Box annotations for the photos:
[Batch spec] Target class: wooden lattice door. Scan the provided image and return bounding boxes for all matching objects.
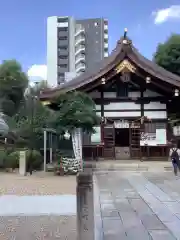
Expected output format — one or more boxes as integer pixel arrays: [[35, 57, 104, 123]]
[[104, 125, 115, 159], [130, 123, 141, 158]]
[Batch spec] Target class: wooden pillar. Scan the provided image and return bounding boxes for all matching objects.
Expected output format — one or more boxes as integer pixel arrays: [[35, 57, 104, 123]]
[[100, 88, 104, 157], [140, 88, 146, 159], [76, 167, 94, 240]]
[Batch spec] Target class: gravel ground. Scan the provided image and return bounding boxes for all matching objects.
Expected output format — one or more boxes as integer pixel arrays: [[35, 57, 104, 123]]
[[0, 216, 76, 240], [0, 173, 76, 196], [0, 172, 76, 240]]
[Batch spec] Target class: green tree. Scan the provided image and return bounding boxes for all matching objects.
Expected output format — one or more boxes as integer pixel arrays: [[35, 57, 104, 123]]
[[53, 91, 100, 133], [7, 84, 54, 149], [154, 34, 180, 76], [0, 60, 28, 116]]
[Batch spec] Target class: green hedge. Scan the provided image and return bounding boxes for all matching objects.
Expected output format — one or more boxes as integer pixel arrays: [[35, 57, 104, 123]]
[[5, 150, 43, 170]]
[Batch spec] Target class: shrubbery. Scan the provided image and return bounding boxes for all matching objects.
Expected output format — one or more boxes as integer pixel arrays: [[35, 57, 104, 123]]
[[5, 150, 43, 170]]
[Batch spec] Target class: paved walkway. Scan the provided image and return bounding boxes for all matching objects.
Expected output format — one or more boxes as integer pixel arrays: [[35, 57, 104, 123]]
[[96, 171, 180, 240]]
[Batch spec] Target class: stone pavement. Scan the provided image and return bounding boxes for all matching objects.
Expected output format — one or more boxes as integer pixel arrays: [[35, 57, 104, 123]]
[[95, 171, 180, 240]]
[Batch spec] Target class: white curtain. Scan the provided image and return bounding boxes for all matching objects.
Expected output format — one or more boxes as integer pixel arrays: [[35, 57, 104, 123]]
[[71, 128, 82, 167]]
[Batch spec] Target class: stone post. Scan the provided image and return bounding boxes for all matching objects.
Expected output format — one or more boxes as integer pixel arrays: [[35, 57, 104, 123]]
[[77, 170, 94, 240], [19, 151, 26, 176]]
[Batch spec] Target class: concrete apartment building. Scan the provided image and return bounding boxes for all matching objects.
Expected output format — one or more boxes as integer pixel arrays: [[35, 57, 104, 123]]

* Set exercise *
Reproduce every one of the entries above word for word, from the first through the last, but leave out the picture.

* Finished exercise *
[Batch spec] Target class: wooden lattice door. Scan the provided image and return bounding boxes for all matching objects.
Expected output format — one or more boxes as integer pixel arrays: [[35, 57, 104, 123]]
[[104, 125, 115, 159], [130, 123, 141, 158]]
[Batch spec] Target class: wooden pillar. Scan the provided image and return bounding boxes for all matching objects.
Expected output format — one or more boxes as integer pixel arrays: [[35, 57, 104, 123]]
[[100, 88, 104, 157], [140, 88, 146, 159], [76, 167, 94, 240]]
[Batch spec] Target class: gravel ground. Scan the provided image and return bounding boxes for all matching objects.
Expected output format — one or more boxes as integer pixel arrays: [[35, 57, 104, 123]]
[[0, 216, 76, 240], [0, 173, 76, 196], [0, 172, 76, 240]]
[Batch spec] Target class: green tree. Scan the provided image and return bounding boxes for all matching objects.
Expected output format — one or more boxes as integer pixel arrays: [[35, 57, 104, 123]]
[[53, 91, 100, 133], [7, 84, 54, 149], [154, 34, 180, 76], [0, 60, 28, 116]]
[Batch spec] Target class: green hedge. Scan the provided image and return bounding boxes for all matching objects.
Expected output format — one or more boxes as integer pixel arrays: [[35, 57, 104, 123]]
[[5, 150, 43, 170]]
[Batch spec] Target class: shrubbery. Scan the provided image and return bounding boxes for all matching objects.
Expected output format — one or more boxes as integer pixel arrays: [[35, 57, 104, 123]]
[[5, 150, 43, 170]]
[Batch spec] Target class: paved walkway. Scan the provided image and return bounding boxes for all matching objects.
Expected output format — one or more boxes as integer pixel arrays: [[35, 57, 104, 123]]
[[96, 171, 180, 240]]
[Batch spec] Target class: stone pavement. Scan the provided image and return bounding boxes for all matching objects.
Expected output format — one or more boxes as integer pixel arrays: [[35, 57, 104, 123]]
[[95, 171, 180, 240]]
[Batch spec] Target class: white curtain. Scan the provided image and return bounding boxes for all matching objects.
Expected output format — one or more boxes as integer pixel arrays: [[35, 57, 104, 123]]
[[71, 128, 82, 167]]
[Batch spec] Target class: stone post. Scan the provided image and return bounding boxes for all matching objects.
Expected output format — one or more boxes as integer pixel arrays: [[35, 57, 104, 123]]
[[77, 170, 94, 240], [19, 151, 26, 176]]
[Batch spec] Target class: concrete apartment building. Scan the provided image and return bounding boxes for all matching objects.
Expected output format — one or more boxes as integer pixel arrays: [[35, 57, 104, 123]]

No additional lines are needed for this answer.